WORK REQUIRED: Each line below should be repeated exactly as it stands.

RECORDS TO PROCESS:

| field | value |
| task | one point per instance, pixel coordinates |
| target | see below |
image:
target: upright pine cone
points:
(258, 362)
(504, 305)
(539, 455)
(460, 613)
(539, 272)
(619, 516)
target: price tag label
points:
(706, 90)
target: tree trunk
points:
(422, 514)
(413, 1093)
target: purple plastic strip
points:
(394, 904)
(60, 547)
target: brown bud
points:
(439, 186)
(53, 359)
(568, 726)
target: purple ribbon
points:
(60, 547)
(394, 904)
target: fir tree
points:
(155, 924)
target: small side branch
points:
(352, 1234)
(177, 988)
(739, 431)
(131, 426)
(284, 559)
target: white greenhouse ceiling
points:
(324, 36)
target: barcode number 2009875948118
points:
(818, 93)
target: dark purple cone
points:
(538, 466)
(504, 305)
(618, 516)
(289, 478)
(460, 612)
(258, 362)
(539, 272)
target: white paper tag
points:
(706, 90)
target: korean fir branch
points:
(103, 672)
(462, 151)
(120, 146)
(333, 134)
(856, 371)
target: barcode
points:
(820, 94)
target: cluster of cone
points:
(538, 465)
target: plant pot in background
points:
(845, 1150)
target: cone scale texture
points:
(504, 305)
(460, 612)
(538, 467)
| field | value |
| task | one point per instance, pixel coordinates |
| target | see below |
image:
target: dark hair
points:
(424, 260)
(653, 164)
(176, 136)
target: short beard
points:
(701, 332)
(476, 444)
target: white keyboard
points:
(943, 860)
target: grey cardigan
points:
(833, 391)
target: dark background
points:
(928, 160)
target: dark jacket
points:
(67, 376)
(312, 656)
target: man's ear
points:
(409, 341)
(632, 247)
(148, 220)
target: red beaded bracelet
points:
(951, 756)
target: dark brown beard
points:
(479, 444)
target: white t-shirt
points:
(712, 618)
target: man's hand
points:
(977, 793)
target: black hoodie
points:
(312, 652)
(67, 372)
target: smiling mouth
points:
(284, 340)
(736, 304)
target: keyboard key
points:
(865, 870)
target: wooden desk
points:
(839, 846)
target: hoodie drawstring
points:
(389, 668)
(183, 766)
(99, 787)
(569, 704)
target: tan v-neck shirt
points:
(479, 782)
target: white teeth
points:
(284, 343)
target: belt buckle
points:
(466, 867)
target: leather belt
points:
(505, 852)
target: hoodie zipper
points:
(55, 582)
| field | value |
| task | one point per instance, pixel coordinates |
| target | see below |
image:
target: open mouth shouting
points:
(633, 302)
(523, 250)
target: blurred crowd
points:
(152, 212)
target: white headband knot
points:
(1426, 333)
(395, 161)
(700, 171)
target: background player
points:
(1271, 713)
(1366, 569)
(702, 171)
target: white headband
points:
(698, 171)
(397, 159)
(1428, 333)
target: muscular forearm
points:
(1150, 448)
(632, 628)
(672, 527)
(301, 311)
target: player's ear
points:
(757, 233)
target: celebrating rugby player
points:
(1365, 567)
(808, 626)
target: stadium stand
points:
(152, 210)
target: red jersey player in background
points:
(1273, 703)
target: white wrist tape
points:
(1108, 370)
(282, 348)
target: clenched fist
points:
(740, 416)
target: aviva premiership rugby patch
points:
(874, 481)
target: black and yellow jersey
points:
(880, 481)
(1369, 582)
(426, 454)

TASK RESULT:
| field | value |
| task | one point per instance, pixel coordinates |
| target | see below |
image:
target: upright pine cone
points:
(258, 362)
(504, 305)
(539, 455)
(460, 613)
(539, 272)
(619, 516)
target: price tag label
points:
(706, 90)
target: tree trunk
points:
(422, 514)
(413, 1093)
target: purple plastic strip
points:
(394, 904)
(60, 547)
target: brown bud
points:
(439, 186)
(53, 359)
(568, 726)
target: purple ribbon
points:
(60, 547)
(394, 904)
target: fir tree
points:
(155, 924)
target: small side branch
points:
(352, 1234)
(177, 988)
(739, 431)
(131, 426)
(284, 559)
target: white greenhouse ceiling
points:
(324, 36)
target: barcode number 2009875948118
points:
(818, 93)
target: dark purple cone
points:
(538, 466)
(504, 305)
(618, 516)
(289, 478)
(460, 612)
(258, 362)
(539, 272)
target: white paper tag
points:
(706, 90)
target: korean fir branch
points:
(103, 672)
(462, 151)
(120, 146)
(333, 134)
(856, 371)
target: barcode
points:
(820, 94)
target: cluster of cone
points:
(538, 465)
target: plant pot in background
points:
(845, 1150)
target: cone scale texture
points:
(504, 305)
(460, 612)
(538, 467)
| field | value |
| task | one point per instance, pixel coordinates |
| target | see below |
image:
target: dark hair
points:
(424, 260)
(653, 164)
(176, 136)
target: short beard
points:
(701, 332)
(476, 444)
target: white keyboard
points:
(943, 860)
target: grey cardigan
points:
(833, 391)
target: dark background
points:
(928, 160)
target: dark jacket
points:
(67, 376)
(312, 656)
target: man's ear
points:
(409, 341)
(632, 247)
(148, 220)
target: red beaded bracelet
points:
(951, 756)
target: dark brown beard
points:
(479, 444)
target: white t-shirt
points:
(712, 618)
target: man's hand
points:
(977, 793)
target: black hoodie
points:
(312, 652)
(67, 372)
target: smiling mouth
points:
(284, 340)
(736, 304)
target: keyboard key
points:
(865, 870)
target: wooden desk
points:
(839, 846)
target: hoodie drawstring
points:
(389, 668)
(183, 766)
(99, 787)
(569, 704)
target: tan v-neck shirt
points:
(479, 782)
target: white teeth
points:
(284, 343)
target: belt buckle
points:
(466, 867)
target: leather belt
points:
(505, 852)
target: hoodie zipper
points:
(55, 582)
| field | value |
| task | one point per instance, pixel coordinates |
| target | see below |
image:
target: open mouth shouting
points:
(633, 302)
(523, 250)
target: blurred crowd
points:
(152, 212)
target: white headband knot
points:
(1426, 333)
(395, 161)
(700, 171)
target: background player
points:
(1271, 713)
(1366, 569)
(702, 171)
target: white headband
points:
(698, 171)
(397, 159)
(1428, 333)
target: muscular forearm
points:
(1150, 448)
(632, 628)
(672, 527)
(301, 311)
target: player's ear
points:
(757, 233)
target: celebrating rugby player
points:
(1365, 567)
(808, 626)
target: stadium stand
points:
(152, 210)
target: red jersey player in background
points:
(1273, 703)
target: white wrist tape
points:
(1108, 370)
(282, 348)
target: clenched fist
points:
(740, 416)
target: aviva premiership rugby patch
points:
(874, 481)
target: black and yellow jersey
points:
(880, 481)
(1369, 582)
(426, 454)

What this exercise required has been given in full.